Coordinate annotation entries
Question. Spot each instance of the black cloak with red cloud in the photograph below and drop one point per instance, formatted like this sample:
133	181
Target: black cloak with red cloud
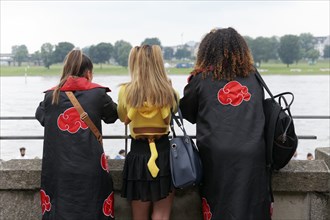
230	135
75	179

TASK OBJECTIVE:
Rewrite the items above with "black cloak" replaced by "dark cloak" everywhere it occurs, keeping everything else the same, and leave out the pictures.

THE COMPLETED TASK:
Question. Spot each instance of the dark cloak with red cloud in the photograph below and drop one point per instance, formatted like this sample:
133	181
Target: dark cloak with red cloud
230	135
75	179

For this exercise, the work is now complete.